──────── Supplied information

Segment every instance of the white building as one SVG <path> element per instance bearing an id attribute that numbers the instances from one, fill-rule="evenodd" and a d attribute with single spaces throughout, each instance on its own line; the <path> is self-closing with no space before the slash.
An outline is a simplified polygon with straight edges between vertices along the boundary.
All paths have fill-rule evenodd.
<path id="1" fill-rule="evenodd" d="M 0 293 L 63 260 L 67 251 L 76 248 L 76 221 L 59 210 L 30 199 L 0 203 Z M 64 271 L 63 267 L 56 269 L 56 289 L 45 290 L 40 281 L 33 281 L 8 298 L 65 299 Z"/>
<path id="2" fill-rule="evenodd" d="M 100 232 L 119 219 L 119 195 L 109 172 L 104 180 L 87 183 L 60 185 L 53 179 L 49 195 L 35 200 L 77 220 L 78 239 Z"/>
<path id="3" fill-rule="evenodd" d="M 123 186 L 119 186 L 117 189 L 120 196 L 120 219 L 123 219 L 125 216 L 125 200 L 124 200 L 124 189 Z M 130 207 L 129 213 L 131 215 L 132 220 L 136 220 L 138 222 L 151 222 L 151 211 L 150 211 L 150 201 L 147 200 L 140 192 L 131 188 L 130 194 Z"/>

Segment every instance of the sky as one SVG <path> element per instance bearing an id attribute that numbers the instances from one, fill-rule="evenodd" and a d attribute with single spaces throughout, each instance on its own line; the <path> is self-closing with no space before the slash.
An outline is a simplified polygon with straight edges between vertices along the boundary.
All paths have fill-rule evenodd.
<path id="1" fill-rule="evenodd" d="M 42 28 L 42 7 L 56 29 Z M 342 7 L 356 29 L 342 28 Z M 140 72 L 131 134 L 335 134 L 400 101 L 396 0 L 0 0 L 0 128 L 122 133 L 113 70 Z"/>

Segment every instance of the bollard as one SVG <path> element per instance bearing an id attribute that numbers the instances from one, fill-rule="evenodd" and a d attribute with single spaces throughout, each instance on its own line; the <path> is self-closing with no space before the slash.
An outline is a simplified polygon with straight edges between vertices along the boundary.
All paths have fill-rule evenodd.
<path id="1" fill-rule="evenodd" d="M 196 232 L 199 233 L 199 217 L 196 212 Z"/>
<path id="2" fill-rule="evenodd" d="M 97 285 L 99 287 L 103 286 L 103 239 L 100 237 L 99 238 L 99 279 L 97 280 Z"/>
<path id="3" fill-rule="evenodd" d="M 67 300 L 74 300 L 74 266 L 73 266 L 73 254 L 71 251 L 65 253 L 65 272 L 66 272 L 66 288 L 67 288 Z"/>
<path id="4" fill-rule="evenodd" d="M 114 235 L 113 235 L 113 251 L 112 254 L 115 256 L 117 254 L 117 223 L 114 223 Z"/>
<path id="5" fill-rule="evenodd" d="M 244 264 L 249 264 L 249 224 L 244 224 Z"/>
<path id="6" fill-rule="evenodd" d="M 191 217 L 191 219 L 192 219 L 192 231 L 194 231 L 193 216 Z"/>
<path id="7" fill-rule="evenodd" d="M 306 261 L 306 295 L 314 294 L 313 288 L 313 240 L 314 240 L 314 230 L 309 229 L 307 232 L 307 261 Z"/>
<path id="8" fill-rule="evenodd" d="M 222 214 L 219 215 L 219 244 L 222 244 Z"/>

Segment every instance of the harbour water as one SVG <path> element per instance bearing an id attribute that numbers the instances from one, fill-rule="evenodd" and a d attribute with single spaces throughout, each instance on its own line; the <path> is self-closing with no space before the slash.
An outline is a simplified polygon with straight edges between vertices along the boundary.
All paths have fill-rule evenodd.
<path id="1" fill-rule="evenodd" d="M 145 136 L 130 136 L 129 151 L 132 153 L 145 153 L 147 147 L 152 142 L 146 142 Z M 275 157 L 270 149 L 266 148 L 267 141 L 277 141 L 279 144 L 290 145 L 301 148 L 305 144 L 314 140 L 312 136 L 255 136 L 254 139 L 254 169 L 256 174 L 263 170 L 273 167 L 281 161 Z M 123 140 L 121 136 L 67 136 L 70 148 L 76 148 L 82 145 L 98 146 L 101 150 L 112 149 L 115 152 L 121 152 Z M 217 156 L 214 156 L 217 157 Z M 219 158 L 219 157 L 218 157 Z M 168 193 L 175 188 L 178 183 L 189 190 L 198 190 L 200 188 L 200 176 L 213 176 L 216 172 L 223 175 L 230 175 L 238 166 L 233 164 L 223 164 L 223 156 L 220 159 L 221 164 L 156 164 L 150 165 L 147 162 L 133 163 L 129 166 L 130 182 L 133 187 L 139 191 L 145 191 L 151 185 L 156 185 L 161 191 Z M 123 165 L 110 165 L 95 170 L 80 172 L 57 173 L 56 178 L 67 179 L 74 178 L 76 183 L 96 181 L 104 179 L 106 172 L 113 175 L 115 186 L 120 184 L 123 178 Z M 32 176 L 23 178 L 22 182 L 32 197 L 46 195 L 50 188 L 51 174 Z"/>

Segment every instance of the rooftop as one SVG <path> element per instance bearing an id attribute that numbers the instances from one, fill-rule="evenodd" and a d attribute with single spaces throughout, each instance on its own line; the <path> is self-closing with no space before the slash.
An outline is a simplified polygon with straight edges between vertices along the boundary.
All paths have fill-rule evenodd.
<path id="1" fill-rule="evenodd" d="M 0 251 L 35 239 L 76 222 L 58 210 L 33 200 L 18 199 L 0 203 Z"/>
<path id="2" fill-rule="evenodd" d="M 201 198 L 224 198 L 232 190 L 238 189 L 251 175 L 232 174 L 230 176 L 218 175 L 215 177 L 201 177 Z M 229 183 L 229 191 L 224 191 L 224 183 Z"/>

────────────────

Assignment:
From the first line to the last, output the records word for word.

Answer:
Segment every instance of the white building as one SVG <path> element per instance bearing an id attribute that numbers the instances from one, fill-rule="evenodd" and a d attribute with single spaces throughout, each instance on its own line; the <path> is self-closing with no space before the slash.
An outline is a simplified polygon with straight edges between vertices along the boundary.
All paths have fill-rule evenodd.
<path id="1" fill-rule="evenodd" d="M 0 293 L 63 260 L 67 251 L 76 248 L 76 221 L 59 210 L 30 199 L 0 203 Z M 64 271 L 63 267 L 56 269 L 56 289 L 45 290 L 40 281 L 33 281 L 8 298 L 65 299 Z"/>
<path id="2" fill-rule="evenodd" d="M 100 232 L 119 219 L 119 195 L 109 172 L 104 180 L 87 183 L 60 185 L 53 179 L 49 195 L 35 200 L 77 220 L 78 239 Z"/>
<path id="3" fill-rule="evenodd" d="M 123 186 L 119 186 L 117 189 L 120 196 L 120 219 L 123 219 L 125 216 L 125 200 L 124 200 L 124 189 Z M 130 207 L 129 213 L 131 215 L 132 220 L 136 220 L 138 222 L 151 222 L 151 211 L 150 211 L 150 201 L 147 200 L 140 192 L 131 188 L 130 194 Z"/>

Segment every instance of the sky as one SVG <path> element per instance bearing an id attribute that numbers the instances from one, fill-rule="evenodd" and a d attribute with single spaces throughout, each instance on its own line; the <path> is self-closing with no space before the slash.
An outline is a simplified polygon with straight edges between vertices along the boundary.
All paths have fill-rule evenodd.
<path id="1" fill-rule="evenodd" d="M 42 28 L 42 7 L 56 29 Z M 342 7 L 356 29 L 342 28 Z M 140 72 L 131 134 L 335 134 L 400 101 L 396 0 L 0 0 L 0 128 L 122 133 L 113 70 Z"/>

Segment every instance of the bollard as one SVG <path> element per instance bearing an id attribute that numbers the instances from one, fill-rule="evenodd" and a d attribute with single spaces throughout, each instance on its own line; the <path> is self-closing with no space before the slash.
An outline is a simplified polygon with straight edges between vertices along the boundary.
All paths have fill-rule evenodd.
<path id="1" fill-rule="evenodd" d="M 196 232 L 199 233 L 199 217 L 196 212 Z"/>
<path id="2" fill-rule="evenodd" d="M 97 285 L 99 287 L 103 286 L 103 239 L 100 237 L 99 238 L 99 279 L 97 280 Z"/>
<path id="3" fill-rule="evenodd" d="M 67 300 L 74 300 L 74 266 L 73 266 L 73 254 L 71 251 L 65 253 L 65 272 L 66 272 L 66 288 L 67 288 Z"/>
<path id="4" fill-rule="evenodd" d="M 114 235 L 113 235 L 113 251 L 112 254 L 115 256 L 117 254 L 117 223 L 114 223 Z"/>
<path id="5" fill-rule="evenodd" d="M 244 264 L 249 264 L 249 224 L 244 224 Z"/>
<path id="6" fill-rule="evenodd" d="M 191 217 L 191 219 L 192 219 L 192 231 L 194 231 L 193 216 Z"/>
<path id="7" fill-rule="evenodd" d="M 306 261 L 306 295 L 314 294 L 313 288 L 313 240 L 314 240 L 314 230 L 309 229 L 307 232 L 307 261 Z"/>
<path id="8" fill-rule="evenodd" d="M 222 214 L 219 215 L 219 244 L 222 244 Z"/>

Segment every instance of the harbour water as one SVG <path> element per instance bearing an id attribute that numbers the instances from one, fill-rule="evenodd" and a d attribute with single spaces throughout, each instance on its own line; the <path> is self-closing with no space before the slash.
An outline is a simplified polygon with straight edges between vertices along the boundary.
All paths have fill-rule evenodd.
<path id="1" fill-rule="evenodd" d="M 145 136 L 130 136 L 129 151 L 132 153 L 145 153 L 147 147 L 152 142 L 146 142 Z M 275 157 L 270 149 L 266 148 L 267 141 L 277 141 L 279 144 L 290 145 L 301 148 L 305 144 L 314 140 L 312 136 L 255 136 L 254 139 L 254 169 L 256 174 L 263 170 L 273 167 L 281 161 Z M 123 140 L 121 136 L 67 136 L 70 148 L 76 148 L 82 145 L 98 146 L 101 150 L 112 149 L 115 152 L 121 152 Z M 217 156 L 214 156 L 217 157 Z M 219 158 L 219 157 L 218 157 Z M 168 193 L 175 188 L 178 183 L 189 190 L 198 190 L 200 188 L 200 176 L 213 176 L 216 172 L 223 175 L 230 175 L 238 166 L 233 164 L 223 164 L 223 156 L 220 159 L 221 164 L 156 164 L 150 165 L 147 162 L 133 163 L 129 166 L 130 182 L 133 187 L 139 191 L 145 191 L 151 185 L 156 185 L 161 191 Z M 123 165 L 110 165 L 95 170 L 80 172 L 57 173 L 56 178 L 67 179 L 74 178 L 76 183 L 96 181 L 104 179 L 106 172 L 113 175 L 115 186 L 120 184 L 123 178 Z M 32 176 L 23 178 L 22 182 L 32 197 L 46 195 L 50 188 L 51 174 Z"/>

Segment every instance of the rooftop as one SVG <path> element per instance bearing an id attribute that numbers the instances from one, fill-rule="evenodd" and a d attribute with single spaces throughout, each instance on its own line; the <path> is self-closing with no space before the slash.
An outline is a simplified polygon with straight edges between vertices along the boundary.
All paths have fill-rule evenodd.
<path id="1" fill-rule="evenodd" d="M 0 251 L 35 239 L 76 222 L 58 210 L 33 200 L 18 199 L 0 203 Z"/>
<path id="2" fill-rule="evenodd" d="M 201 198 L 224 198 L 232 190 L 238 189 L 251 175 L 232 174 L 230 176 L 218 175 L 215 177 L 201 177 Z M 229 183 L 229 191 L 224 191 L 224 183 Z"/>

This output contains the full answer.